Needless to say, we walked the hell out of there. Now that I think about it, with gas as expensive as it is, it was about 220 miles, all told, out there and back. At 25 MPG, and $3/gallon, it cost me nearly $25 to get out and back, not to mention the $3 toll across the bridge, the NJ Turnpike, and the PA Turnpike tolls. I should have charged him...

Then, Meg found out about a chocolate that was being sold in Browns Mills, NJ, which is basically Fort Dix. We drove the 25 miles there, just to watch someone pull away with the last puppy. Today, we're going to drive about 40 miles south to check out some yellow labs. These might be a good fit for us, but we'll see. With our luck, they might get washed away by hurricane Corona 5 minutes before we get there. I'll definitely post some pictures of the lucky little boy that we decide on.

With all that said, anyone who is thinking of purchasing a dog from Swatara Creek Kennels, in Lebanon, PA, please send me an email at g od sp unk32 @ g mai l. co m. I'll give you the lowdown on these people. I searched and searched, but couldn't find anything about them. Hopefully you'll find this post!

Thursday, May 18, 2006

Fuck the RIAA.

The RIAA is suing XM Radio because of XM's new recordable receivers...

PROBLEM: According to the blog post, what kind of dogs is the writer driving about 40 miles south to see? The data after this point comes from a separate source and has no connection to the blog post.

GIVEN MATERIAL:
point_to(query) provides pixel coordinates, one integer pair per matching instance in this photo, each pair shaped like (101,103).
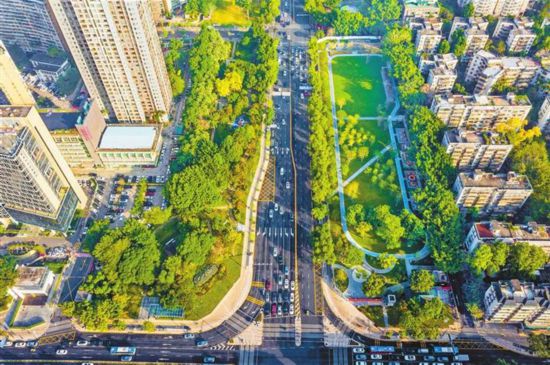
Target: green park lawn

TASK RESPONSE: Yellow labs.